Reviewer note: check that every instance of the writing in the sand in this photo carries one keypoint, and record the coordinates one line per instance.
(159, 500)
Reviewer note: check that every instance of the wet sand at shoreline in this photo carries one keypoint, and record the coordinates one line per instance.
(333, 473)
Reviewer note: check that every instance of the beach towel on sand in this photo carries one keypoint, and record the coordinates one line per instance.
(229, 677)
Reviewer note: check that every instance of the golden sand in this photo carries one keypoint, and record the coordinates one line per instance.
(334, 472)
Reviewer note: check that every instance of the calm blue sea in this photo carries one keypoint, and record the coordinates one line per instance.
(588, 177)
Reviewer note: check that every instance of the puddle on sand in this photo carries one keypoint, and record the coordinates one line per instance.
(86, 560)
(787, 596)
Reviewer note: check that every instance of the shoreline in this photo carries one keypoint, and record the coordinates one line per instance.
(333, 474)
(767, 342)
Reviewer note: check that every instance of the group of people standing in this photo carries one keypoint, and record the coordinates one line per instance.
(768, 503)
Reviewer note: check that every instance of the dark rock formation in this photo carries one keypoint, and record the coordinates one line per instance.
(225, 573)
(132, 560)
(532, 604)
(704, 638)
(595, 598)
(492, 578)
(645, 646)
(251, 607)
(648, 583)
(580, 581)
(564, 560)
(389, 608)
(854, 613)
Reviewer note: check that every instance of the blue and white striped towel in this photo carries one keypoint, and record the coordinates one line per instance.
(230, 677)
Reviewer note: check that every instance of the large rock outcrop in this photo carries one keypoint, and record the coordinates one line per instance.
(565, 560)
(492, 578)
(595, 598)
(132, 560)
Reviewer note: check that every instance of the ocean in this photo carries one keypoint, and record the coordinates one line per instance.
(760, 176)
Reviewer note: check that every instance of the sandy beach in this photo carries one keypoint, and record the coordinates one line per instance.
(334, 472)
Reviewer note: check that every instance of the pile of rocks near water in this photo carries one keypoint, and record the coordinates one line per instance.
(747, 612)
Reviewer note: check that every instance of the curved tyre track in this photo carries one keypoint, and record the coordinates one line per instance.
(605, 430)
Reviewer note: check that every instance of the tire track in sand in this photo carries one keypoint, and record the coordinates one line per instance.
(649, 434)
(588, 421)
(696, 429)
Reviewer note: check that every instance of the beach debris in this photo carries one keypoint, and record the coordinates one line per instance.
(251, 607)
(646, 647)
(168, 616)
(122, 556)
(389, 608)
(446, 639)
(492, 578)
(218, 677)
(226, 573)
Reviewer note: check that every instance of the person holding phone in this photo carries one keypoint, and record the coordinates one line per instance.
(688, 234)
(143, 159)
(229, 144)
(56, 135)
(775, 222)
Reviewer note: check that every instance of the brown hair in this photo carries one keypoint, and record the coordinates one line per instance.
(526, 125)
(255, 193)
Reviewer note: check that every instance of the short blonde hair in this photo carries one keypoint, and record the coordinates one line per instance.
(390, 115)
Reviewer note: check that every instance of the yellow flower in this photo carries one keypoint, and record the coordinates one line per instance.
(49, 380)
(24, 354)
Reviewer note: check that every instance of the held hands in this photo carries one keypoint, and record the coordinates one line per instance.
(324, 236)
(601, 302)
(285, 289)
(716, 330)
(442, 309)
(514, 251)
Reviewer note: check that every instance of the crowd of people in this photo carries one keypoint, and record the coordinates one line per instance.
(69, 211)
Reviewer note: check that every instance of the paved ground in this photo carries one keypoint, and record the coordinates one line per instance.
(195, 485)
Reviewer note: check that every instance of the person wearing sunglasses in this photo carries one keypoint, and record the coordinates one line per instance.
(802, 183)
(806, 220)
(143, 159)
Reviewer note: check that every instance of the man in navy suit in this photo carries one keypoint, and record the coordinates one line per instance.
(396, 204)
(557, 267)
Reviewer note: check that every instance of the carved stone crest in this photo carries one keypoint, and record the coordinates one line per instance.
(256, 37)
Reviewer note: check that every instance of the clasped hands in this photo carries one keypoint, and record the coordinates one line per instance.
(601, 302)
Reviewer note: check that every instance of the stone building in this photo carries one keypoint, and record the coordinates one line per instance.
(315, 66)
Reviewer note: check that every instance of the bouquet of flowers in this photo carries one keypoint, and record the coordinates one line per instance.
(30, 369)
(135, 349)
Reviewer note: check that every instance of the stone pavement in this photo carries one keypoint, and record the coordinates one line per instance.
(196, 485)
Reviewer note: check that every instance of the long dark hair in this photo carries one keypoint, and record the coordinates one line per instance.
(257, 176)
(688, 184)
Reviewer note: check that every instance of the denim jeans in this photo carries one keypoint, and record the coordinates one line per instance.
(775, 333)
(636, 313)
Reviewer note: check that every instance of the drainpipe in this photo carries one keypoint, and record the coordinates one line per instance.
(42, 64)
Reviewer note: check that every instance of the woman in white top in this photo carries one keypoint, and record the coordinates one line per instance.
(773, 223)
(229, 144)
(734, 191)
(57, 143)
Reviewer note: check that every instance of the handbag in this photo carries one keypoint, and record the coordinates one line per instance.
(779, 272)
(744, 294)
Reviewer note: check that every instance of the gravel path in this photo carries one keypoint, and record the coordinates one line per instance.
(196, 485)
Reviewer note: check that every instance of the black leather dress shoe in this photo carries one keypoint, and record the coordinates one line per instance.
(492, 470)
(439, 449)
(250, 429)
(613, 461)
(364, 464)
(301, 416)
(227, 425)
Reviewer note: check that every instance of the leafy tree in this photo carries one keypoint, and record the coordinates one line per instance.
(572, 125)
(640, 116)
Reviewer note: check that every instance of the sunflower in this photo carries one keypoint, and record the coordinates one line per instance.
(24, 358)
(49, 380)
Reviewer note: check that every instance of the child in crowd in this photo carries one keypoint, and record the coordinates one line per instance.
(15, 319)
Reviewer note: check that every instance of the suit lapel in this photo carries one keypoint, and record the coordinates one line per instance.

(Written problem): Write out every line exactly as it stands.

(Answer for the task):
Reviewer note: check that every instance of the writing in the sand in this photo carries one keypoint, and record the coordinates one line per instance.
(159, 500)
Reviewer note: check that every instance of the wet sand at shoreline in this photo carries one keypoint, and record the coordinates one line per instance.
(333, 473)
Reviewer note: check that every instance of the beach towel on sand in this photo carries one keypoint, and record the coordinates one line per instance.
(229, 677)
Reviewer note: check that every instance of the golden sand in this photo carries one keypoint, and record the coordinates one line per instance.
(334, 472)
Reviewer note: check that every instance of the calm blue sea in this photo carries one keypoint, and record the coordinates one line per instance.
(588, 177)
Reviewer note: check that every instance of the puddle on sand in this photo carries one keypoint, and record the coordinates one line per instance.
(86, 560)
(787, 596)
Reviewer note: check that every instance of the shoreline in this photo carries one keypoint, and record the coordinates one line per instance.
(333, 474)
(767, 342)
Reviewer note: check that every instance of the group of people standing in this photo carries one keypoint, and record the coordinates one line per instance.
(768, 503)
Reviewer note: check that every instance of the dark rock formation in this photo carries one keypoint, and record the coordinates one line per instance.
(225, 573)
(132, 560)
(532, 604)
(704, 638)
(595, 598)
(492, 578)
(645, 646)
(251, 607)
(648, 583)
(580, 581)
(564, 560)
(389, 608)
(854, 613)
Reviewer note: check that every instance of the blue and white striped towel in this photo carries one keypoint, and record the coordinates one line per instance.
(230, 677)
Reviewer note: check that every instance of the large rock outcrop in this photo carries one keypoint, and record the coordinates one line per instance.
(565, 560)
(492, 578)
(595, 598)
(132, 560)
Reviewer note: check that every instance of the ocean in this photo carries one keypoint, and record the coordinates one line per instance.
(760, 176)
Reviewer note: check that every instance of the sandy beach in this photo carries one keypoint, and record the coordinates one line per instance.
(334, 472)
Reviewer note: check that every instance of the pile of rocks near water in this photo carries one keypoint, and record the coordinates one line per instance.
(747, 612)
Reviewer note: check that every instance of the curved tyre track in this photo carries one keypoint, and record the coordinates one line per instance.
(605, 430)
Reviewer note: check that every instance of the tire track in sand in this photo carries one keypoint, and record the coordinates one line per instance.
(649, 434)
(588, 421)
(696, 429)
Reviewer note: check that every instance of the beach debris in this photo carries one keypoint, and record the coordinates one line per instance.
(251, 607)
(646, 647)
(168, 616)
(122, 556)
(389, 608)
(446, 639)
(492, 578)
(218, 677)
(226, 573)
Reviewer note: check that every instance of the person holding phone in this photo carries one keypoint, and record the coordinates one line per instance.
(688, 234)
(143, 159)
(229, 144)
(56, 135)
(775, 222)
Reviewer note: check that every instance of the brown hair in this photo carries one keypoint, and record the coordinates one line per instance.
(526, 125)
(255, 193)
Reviewer note: check that every instance of the short blonde hair in this photo carries one keypoint, and record the coordinates one line per instance.
(390, 115)
Reviewer note: check that every instance of the yellow flower in this photo carries one keypoint, and record the coordinates one line per instance.
(49, 380)
(24, 354)
Reviewer note: check that every instance of the held hands in this photo carries one keypoint, and record the coordinates one line per instance.
(324, 236)
(601, 302)
(285, 289)
(716, 330)
(442, 309)
(514, 251)
Reviewer note: check that every instance of the crowd of people in this photo carries one keypoint, and record the coordinates one line per instance.
(69, 211)
Reviewer note: check that every instance of the paved ground in this photo carries one keypoint, and record the coordinates one line per instance.
(195, 485)
Reviewer note: check that every instance of the person wearing sunglasses in this photo carries one keypoint, and record the coordinates one line per instance.
(802, 183)
(806, 220)
(143, 159)
Reviewer note: check that every instance of the man in navy suit in this photo carries one keypoint, and record the coordinates one line per instance.
(396, 204)
(557, 267)
Reviewer note: check that every instance of the carved stone crest in this photo carries one keypoint, and record the coordinates one line per instance.
(256, 37)
Reviewer note: check that every instance of the clasped hands in this photo carries one keypoint, and record the coordinates one line per instance.
(601, 302)
Reviewer note: check that every instance of the stone building in this photo carries one keypoint, and record the coordinates one line per instance.
(315, 66)
Reviewer note: check that every instance of the bouquet of flowers in this photo carries one keypoint, and record the coordinates one line per instance.
(30, 369)
(135, 349)
Reviewer note: check that every instance of the stone pavement in this photo carries one keypoint, and record the coordinates one line per instance.
(196, 485)
Reviewer note: check that every instance of the long dark hair in this photo carries one keypoint, and record the coordinates one line per instance.
(257, 176)
(688, 184)
Reviewer note: check that every instance of the denim jeans in this photo carries one keypoint, and record the coordinates one line per instance.
(775, 333)
(636, 313)
Reviewer note: check that every instance of the drainpipe in this photo carries one keypoint, and record the coordinates one line per instance.
(42, 64)
Reviewer note: check that every instance of the woman in white top in this photo carries one keypoint, and record the coordinates one line per instance.
(773, 223)
(229, 144)
(734, 191)
(57, 143)
Reviewer note: check that every instance of the handbag in this photo carries one keypoint, and record the coordinates one line per instance.
(779, 272)
(744, 294)
Reviewer note: check that every instance of the gravel path in this photo carries one keypoint, and record the coordinates one line per instance.
(196, 485)
Reviewer note: check that every instance of the black leather dress shoe in this photo carries one keypoint, and record the coordinates one line per instance.
(492, 470)
(439, 449)
(250, 429)
(613, 461)
(364, 464)
(301, 416)
(227, 425)
Reviewer note: check that every instance of the leafy tree in this photo carries one keypoint, and record the coordinates one line per instance.
(572, 125)
(640, 116)
Reviewer note: check that every instance of the sunflower in this photo carries one keypoint, and record the coordinates one line per instance.
(24, 358)
(49, 380)
Reviewer note: check that every instance of the child in crowd in this photo carries one keypoint, and record the coordinates one line per instance.
(15, 319)
Reviewer note: check that every instance of the suit lapel in this photo carries one keypoint, and record the coordinates one line per instance.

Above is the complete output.